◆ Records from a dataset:
------------------------
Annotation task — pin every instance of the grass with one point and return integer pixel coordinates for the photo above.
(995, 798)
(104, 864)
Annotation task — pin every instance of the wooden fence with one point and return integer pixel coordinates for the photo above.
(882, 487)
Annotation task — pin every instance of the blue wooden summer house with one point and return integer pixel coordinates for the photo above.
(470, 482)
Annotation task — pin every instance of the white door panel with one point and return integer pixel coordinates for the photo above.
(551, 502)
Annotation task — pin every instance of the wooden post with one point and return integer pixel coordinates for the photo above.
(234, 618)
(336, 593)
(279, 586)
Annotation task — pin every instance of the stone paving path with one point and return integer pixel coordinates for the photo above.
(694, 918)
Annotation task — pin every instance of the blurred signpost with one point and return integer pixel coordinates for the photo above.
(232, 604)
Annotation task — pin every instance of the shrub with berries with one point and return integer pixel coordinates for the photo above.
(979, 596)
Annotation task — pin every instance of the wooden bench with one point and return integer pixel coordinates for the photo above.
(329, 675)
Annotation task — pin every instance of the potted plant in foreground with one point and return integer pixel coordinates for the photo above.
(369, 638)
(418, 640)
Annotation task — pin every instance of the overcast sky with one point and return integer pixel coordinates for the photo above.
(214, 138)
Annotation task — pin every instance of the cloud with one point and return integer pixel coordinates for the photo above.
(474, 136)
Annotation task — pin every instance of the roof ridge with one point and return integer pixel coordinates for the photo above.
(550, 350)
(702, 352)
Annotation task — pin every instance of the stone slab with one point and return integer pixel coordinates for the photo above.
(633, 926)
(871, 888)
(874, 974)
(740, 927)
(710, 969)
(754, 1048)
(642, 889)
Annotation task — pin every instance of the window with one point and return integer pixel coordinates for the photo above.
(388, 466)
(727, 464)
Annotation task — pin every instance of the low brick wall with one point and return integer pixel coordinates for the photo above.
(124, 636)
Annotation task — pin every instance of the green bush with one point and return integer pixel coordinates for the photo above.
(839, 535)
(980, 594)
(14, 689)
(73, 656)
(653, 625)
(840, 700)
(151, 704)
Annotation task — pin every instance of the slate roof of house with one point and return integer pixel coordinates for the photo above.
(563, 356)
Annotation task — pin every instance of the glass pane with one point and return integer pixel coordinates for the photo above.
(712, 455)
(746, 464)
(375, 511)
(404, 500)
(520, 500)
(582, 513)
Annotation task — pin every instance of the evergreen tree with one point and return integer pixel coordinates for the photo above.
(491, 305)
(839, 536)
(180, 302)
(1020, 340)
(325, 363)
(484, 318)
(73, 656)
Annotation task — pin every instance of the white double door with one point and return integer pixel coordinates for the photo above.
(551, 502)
------------------------
◆ About this exercise:
Set down all of the entries exactly, please.

◆ Written response:
Annotation task — pin every instance of the grass with one point and return integer pixel coordinates for the photo above.
(995, 798)
(104, 864)
Annotation task — pin every instance of the wooden fence with one point and return integer pixel coordinates for the photo above.
(882, 487)
Annotation task — pin every instance of the blue wooden summer house with one point and return integer pixel coordinates for the photo above.
(470, 482)
Annotation task — pin every instance of the white door panel with one point and return integer pixel coordinates for the photo above.
(551, 502)
Annotation task — pin every instance of the wooden post with one point and return integer pixel coordinates for the photo above.
(234, 618)
(336, 593)
(279, 586)
Annotation task — pin every instance of the stone paving path with one point and return integer pixel coordinates for the photo above.
(694, 918)
Annotation task — pin every instance of the blurred signpost with one point and return integer pixel coordinates for the photo above.
(232, 604)
Annotation task — pin every instance of the shrub with berries with one point and return integer pixel coordinates for the photo above.
(979, 596)
Annotation task — pin every instance of the wooden bench with one point and return integer pixel coordinates for the photo above.
(329, 675)
Annotation task — pin every instance of the potted plant in foreground with one point and return integer pixel coordinates for the photo above.
(369, 638)
(418, 640)
Annotation task — pin every instance of the overcast sky with one point and return integer pixel coordinates for the photo above.
(214, 138)
Annotation task — pin every instance of the cloud with one point and return integer pixel coordinates for the photo above.
(474, 136)
Annotation task — pin every instance of the roof ridge with one point and return integer pixel coordinates for the photo above.
(550, 350)
(702, 352)
Annotation task — pin every instance of the stone slab with one point and return integer pixel coordinates for the photo above.
(633, 926)
(871, 888)
(874, 974)
(740, 927)
(710, 969)
(754, 1048)
(642, 889)
Annotation task — pin every instance of the window with one point and return integer pixel coordinates for the photo above.
(388, 466)
(727, 464)
Annotation task — pin every instance of the low brick wall with one point and return integer pixel coordinates for the photo above.
(124, 636)
Annotation task — pin every instance of the green bush with one point and return integer pixel coordinates for the photo above.
(839, 535)
(980, 594)
(14, 689)
(73, 656)
(653, 625)
(840, 700)
(151, 704)
Annotation task — pin every instance of the slate roof of house with one point and return integer pixel coordinates for the photo above.
(563, 356)
Annotation task — pin every instance of the glass pane with one point and return integer pixel coordinates for the photo above.
(712, 455)
(746, 464)
(375, 511)
(404, 500)
(520, 500)
(582, 513)
Annotation task — pin every instance of the evergreen tree with one point and return integer pixel coordinates for the photo above.
(491, 305)
(839, 536)
(180, 302)
(1020, 340)
(325, 363)
(484, 318)
(73, 656)
Annotation task — pin every instance of the white double door with one point and return integer pixel coordinates for the photo above.
(551, 502)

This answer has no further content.